BEGIN

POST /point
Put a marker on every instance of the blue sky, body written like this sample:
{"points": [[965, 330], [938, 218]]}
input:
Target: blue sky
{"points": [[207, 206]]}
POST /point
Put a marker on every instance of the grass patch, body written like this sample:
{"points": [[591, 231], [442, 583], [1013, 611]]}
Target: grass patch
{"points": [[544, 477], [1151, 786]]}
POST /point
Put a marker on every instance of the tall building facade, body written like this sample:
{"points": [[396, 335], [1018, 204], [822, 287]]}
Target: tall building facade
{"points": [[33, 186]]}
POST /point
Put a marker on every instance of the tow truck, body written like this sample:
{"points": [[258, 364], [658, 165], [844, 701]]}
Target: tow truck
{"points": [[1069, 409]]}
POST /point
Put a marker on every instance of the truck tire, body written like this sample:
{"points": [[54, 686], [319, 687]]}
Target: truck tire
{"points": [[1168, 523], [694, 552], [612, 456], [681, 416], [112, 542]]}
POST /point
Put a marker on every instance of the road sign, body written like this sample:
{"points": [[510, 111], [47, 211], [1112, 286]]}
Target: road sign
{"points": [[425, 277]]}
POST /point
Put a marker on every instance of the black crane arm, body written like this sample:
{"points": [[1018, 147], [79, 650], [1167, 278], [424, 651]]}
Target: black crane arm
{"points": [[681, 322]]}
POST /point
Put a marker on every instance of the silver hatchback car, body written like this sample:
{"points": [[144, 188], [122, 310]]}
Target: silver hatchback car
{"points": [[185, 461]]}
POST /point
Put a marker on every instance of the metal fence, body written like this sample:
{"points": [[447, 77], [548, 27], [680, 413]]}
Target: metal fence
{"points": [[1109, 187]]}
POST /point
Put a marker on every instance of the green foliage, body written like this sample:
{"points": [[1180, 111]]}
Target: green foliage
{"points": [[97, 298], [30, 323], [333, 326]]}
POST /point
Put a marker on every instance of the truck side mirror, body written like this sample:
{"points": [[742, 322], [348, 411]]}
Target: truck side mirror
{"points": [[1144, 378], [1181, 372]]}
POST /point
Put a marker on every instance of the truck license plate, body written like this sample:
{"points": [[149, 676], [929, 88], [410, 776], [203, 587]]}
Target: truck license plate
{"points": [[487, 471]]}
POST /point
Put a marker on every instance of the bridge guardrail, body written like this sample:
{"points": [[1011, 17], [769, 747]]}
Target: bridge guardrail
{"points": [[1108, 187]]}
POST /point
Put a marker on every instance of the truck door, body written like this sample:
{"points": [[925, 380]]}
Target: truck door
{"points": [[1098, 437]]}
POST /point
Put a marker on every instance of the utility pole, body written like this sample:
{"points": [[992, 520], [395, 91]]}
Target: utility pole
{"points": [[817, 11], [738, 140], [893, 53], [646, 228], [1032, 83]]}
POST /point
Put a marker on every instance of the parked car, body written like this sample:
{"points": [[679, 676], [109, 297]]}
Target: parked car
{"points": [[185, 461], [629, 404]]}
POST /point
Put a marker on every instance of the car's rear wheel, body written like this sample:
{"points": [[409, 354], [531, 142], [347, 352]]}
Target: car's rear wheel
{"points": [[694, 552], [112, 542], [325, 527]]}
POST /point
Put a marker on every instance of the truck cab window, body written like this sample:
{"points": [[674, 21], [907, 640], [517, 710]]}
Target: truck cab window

END

Activity — Answer by repeating every line of the listing exactly.

Problem solution —
POST /point
Put a marker on every instance of the blue sky, body written like this sample:
{"points": [[965, 330], [938, 218]]}
input:
Target: blue sky
{"points": [[207, 206]]}
POST /point
Put a marker on every instance of the grass patch, body written like this sample:
{"points": [[591, 231], [442, 583], [1013, 611]]}
Target: grass patch
{"points": [[544, 477], [1151, 786]]}
POST /point
Put a marker on every instance of the tall building facade, body written like this sample:
{"points": [[396, 335], [1018, 204], [822, 287]]}
Target: tall building facade
{"points": [[33, 186]]}
POST /point
Put a marker on every instance of the tow truck, body written like this sample:
{"points": [[258, 364], [658, 165], [844, 701]]}
Target: tow truck
{"points": [[1069, 409]]}
POST /point
Put a marker on every instance of the truck tire, body written like this sample:
{"points": [[54, 686], [319, 687]]}
Target: truck tire
{"points": [[1168, 523], [694, 552], [612, 456], [681, 416], [112, 542]]}
POST /point
Put a marker on every instance of the road sign, body written like this sample:
{"points": [[510, 111], [47, 211], [1112, 286]]}
Target: road sign
{"points": [[425, 277]]}
POST /point
Put a marker on every instance of the black crane arm, body written like this sample:
{"points": [[1018, 147], [79, 650], [1167, 278], [424, 651]]}
Target: black crane arm
{"points": [[681, 322]]}
POST /point
Put a marker on every instance of the silver hatchback car, body written like this sample:
{"points": [[144, 188], [122, 310]]}
Target: silver hatchback car
{"points": [[185, 461]]}
POST /point
Put a marker on every instance of the metal fence, body written like this sample:
{"points": [[447, 77], [548, 27], [680, 413]]}
Target: metal fence
{"points": [[1109, 187]]}
POST /point
Put a marker on every instance of the green foliage, body written like this sample:
{"points": [[1180, 111]]}
Target: green foliage
{"points": [[97, 298], [30, 323], [333, 326]]}
POST /point
Put a marker on every instance of the truck side mirror, body written like this sample:
{"points": [[742, 322], [348, 411]]}
Target: truck side mirror
{"points": [[1144, 378], [1181, 372]]}
POST /point
Put a marker on every instance of the truck license plate, body written like this sample:
{"points": [[149, 676], [929, 88], [410, 776], [203, 587]]}
Target: truck license plate
{"points": [[487, 471]]}
POST /point
Put a marker on every instance of the bridge guardrail, body written like this sample:
{"points": [[1011, 17], [769, 747]]}
Target: bridge guardrail
{"points": [[1108, 187]]}
POST /point
Put a marker on every instance of the truck door, body written like this sample:
{"points": [[925, 380]]}
Target: truck door
{"points": [[1098, 437]]}
POST /point
Put a marker on every instance of the utility pole, body written like this sample:
{"points": [[992, 520], [395, 91]]}
Target: utility pole
{"points": [[817, 11], [738, 140], [893, 53], [646, 228], [1032, 83]]}
POST /point
Put a marker on every instance of the parked car, body written like this sample:
{"points": [[679, 676], [109, 297]]}
Target: parked car
{"points": [[185, 461], [629, 404]]}
POST /point
Put a marker on every instance of the car's rear wheel, body written like this sample:
{"points": [[409, 354], [531, 142], [347, 352]]}
Target: car's rear wheel
{"points": [[694, 552], [112, 542], [325, 527]]}
POST /point
Put a marker on every instance of the truck cab window, body written like this sample:
{"points": [[674, 21], [907, 640], [517, 710]]}
Target: truck cab window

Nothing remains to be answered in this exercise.